===== INPUT FOR THIS TASK

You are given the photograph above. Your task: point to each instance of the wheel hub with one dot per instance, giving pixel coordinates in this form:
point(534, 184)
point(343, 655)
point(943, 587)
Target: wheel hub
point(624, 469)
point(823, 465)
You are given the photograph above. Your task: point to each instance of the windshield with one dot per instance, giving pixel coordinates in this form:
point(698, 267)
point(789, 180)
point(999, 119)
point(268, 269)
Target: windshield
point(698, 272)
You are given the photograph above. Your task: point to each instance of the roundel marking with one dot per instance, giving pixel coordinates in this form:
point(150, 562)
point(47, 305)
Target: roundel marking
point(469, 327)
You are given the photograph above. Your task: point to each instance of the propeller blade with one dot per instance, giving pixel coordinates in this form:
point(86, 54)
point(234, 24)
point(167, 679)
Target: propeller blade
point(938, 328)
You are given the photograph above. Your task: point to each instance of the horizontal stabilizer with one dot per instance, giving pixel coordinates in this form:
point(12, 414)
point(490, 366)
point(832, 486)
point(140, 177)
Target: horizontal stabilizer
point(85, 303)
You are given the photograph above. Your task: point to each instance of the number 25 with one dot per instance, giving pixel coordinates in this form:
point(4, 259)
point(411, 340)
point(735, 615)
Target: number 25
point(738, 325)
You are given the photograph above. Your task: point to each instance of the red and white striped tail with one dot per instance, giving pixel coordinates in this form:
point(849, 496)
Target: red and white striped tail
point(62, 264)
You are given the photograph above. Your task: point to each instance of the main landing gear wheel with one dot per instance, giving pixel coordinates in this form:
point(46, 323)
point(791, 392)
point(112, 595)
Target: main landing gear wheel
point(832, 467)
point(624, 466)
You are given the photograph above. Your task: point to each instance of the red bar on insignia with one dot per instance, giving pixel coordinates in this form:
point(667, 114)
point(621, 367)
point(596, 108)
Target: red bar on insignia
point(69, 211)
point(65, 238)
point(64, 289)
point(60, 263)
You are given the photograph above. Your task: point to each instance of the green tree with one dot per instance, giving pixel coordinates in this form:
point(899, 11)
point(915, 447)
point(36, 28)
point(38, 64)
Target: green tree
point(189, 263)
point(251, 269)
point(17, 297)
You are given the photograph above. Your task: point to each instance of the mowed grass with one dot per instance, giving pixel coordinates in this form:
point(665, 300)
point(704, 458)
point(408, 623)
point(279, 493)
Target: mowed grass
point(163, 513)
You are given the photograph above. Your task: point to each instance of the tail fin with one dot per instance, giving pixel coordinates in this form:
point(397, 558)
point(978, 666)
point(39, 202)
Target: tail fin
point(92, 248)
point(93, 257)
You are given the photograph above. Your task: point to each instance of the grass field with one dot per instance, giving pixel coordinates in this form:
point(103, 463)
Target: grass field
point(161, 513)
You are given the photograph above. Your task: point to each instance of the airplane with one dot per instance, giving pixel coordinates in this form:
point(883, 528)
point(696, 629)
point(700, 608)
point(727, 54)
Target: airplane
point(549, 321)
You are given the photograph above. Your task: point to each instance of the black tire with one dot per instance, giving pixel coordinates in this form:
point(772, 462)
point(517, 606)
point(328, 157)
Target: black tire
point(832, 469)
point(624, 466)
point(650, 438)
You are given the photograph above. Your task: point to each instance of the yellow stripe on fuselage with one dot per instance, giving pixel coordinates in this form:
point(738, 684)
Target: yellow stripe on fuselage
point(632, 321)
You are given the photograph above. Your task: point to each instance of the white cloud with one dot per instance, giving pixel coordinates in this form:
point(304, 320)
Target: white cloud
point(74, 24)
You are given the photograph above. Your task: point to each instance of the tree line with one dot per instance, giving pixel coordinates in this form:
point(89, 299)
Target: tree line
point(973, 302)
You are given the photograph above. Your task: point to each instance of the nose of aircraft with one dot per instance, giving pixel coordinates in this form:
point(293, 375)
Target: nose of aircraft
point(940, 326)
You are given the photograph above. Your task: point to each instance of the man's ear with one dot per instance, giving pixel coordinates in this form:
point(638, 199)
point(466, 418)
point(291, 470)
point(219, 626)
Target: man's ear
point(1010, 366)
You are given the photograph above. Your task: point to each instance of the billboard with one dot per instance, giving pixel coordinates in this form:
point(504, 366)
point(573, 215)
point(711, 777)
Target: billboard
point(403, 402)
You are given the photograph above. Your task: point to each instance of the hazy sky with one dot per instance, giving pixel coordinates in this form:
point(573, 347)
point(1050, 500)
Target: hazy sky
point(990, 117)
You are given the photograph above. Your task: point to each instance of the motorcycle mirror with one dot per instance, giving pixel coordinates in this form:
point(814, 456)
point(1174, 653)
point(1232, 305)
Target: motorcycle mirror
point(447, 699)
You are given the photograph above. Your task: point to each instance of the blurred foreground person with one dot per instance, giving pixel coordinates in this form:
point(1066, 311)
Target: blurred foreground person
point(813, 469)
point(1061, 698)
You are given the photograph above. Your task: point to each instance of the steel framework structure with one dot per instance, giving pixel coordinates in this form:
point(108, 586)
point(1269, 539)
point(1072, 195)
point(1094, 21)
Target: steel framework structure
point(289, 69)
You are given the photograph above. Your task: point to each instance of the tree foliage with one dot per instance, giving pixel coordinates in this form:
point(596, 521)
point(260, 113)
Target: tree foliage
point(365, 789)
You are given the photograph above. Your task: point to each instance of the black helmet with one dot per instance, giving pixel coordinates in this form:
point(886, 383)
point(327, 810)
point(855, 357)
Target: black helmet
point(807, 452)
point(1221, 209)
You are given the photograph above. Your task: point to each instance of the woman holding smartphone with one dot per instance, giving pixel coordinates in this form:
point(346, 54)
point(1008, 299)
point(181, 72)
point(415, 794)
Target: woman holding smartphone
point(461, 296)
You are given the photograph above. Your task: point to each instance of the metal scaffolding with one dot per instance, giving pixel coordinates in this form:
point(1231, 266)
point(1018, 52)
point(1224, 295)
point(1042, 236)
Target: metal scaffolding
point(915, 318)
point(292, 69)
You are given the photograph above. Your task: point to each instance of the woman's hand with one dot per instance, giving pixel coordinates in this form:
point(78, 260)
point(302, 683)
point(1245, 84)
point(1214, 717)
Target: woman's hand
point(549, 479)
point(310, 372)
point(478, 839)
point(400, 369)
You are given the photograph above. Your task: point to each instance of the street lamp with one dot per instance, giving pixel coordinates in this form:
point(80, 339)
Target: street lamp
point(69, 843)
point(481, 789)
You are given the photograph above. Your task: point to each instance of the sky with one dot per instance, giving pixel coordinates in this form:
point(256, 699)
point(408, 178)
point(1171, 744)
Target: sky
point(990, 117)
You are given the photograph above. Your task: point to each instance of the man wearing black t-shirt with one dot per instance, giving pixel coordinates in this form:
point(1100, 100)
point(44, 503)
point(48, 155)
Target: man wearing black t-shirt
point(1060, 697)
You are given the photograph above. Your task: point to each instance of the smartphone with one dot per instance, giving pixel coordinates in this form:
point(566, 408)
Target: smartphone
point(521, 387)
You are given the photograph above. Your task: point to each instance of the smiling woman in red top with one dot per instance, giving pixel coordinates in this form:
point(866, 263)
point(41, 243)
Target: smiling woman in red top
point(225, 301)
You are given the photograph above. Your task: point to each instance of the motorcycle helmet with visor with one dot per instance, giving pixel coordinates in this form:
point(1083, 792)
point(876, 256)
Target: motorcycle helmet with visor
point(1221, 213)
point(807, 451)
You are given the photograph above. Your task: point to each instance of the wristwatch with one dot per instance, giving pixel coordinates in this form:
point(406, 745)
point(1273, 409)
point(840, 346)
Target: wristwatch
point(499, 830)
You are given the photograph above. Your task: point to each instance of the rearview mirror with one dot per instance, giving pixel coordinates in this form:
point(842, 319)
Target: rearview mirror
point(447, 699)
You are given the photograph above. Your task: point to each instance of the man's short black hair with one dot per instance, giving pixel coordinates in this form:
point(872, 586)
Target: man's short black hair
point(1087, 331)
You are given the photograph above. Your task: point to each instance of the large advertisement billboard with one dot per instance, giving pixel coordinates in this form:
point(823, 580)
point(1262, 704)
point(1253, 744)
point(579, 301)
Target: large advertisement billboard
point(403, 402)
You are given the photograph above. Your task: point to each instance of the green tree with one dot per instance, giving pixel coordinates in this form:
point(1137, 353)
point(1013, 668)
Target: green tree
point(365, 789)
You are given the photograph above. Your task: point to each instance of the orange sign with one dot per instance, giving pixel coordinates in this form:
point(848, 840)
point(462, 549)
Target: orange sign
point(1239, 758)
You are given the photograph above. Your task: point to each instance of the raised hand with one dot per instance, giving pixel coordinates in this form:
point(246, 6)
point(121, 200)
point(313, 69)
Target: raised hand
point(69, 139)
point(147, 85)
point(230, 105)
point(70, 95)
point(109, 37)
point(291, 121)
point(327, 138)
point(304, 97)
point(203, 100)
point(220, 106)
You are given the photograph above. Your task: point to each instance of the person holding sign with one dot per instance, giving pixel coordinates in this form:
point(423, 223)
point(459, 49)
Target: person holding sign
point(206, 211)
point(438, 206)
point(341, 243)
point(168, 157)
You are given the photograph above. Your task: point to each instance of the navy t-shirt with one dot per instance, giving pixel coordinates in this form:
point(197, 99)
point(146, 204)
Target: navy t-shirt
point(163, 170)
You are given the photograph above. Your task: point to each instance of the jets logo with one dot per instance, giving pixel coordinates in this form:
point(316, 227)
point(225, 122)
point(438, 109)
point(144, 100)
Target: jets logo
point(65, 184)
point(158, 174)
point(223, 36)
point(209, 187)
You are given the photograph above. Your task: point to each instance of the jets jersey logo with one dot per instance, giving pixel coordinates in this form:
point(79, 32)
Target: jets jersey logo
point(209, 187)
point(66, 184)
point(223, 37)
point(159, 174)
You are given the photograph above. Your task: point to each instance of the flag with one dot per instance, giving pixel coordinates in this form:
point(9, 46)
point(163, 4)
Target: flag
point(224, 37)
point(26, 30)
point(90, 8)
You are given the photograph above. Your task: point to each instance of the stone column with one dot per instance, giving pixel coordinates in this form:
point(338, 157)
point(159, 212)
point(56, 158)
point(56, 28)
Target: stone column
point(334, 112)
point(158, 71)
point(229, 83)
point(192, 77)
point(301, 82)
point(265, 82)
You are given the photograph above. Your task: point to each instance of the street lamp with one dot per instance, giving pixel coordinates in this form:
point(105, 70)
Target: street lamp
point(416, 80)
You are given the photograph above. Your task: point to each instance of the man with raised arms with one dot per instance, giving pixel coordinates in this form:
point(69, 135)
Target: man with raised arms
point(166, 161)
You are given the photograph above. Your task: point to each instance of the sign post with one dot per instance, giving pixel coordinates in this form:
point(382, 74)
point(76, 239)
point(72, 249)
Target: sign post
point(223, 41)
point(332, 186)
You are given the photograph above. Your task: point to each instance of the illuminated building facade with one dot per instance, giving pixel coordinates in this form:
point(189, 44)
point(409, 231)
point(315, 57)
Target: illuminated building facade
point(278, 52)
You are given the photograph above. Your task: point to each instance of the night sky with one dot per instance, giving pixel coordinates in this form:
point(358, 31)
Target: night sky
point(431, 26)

==========

EXERCISE AIM —
Can you repeat, word for word, the part of the records that opens with the line containing "of the navy" and closes with the line containing "point(265, 82)", both of those lines included?

PROBLEM SOLUTION —
You are given the photograph above. Your task: point to each instance of the navy t-shirt with one dot per instance, giving pixel coordinates in this form:
point(197, 99)
point(146, 204)
Target: navy t-shirt
point(163, 170)
You are given the photograph above. Your task: point to each instance of the jets logo with one dot per instance, giving pixel coordinates in this form:
point(316, 227)
point(225, 122)
point(438, 109)
point(144, 100)
Target: jets logo
point(65, 184)
point(158, 174)
point(223, 36)
point(209, 187)
You are given the photograph above. Your task: point to each instance of the jets jersey logo with one dot per instance, giving pixel coordinates in this form:
point(79, 32)
Target: jets jersey logo
point(209, 187)
point(66, 184)
point(223, 37)
point(159, 174)
You are given the photograph above. Your task: point to each instance of the flag with one dot per instance, giving pixel coordinates in this form:
point(9, 46)
point(163, 4)
Target: flag
point(224, 37)
point(26, 30)
point(90, 8)
You are given the photograph above. Your task: point to each instance of the stone column with one dot per instance, giving pixel coordinates in this form:
point(338, 157)
point(159, 212)
point(56, 158)
point(56, 28)
Target: stone column
point(334, 112)
point(158, 71)
point(229, 83)
point(192, 77)
point(301, 82)
point(265, 82)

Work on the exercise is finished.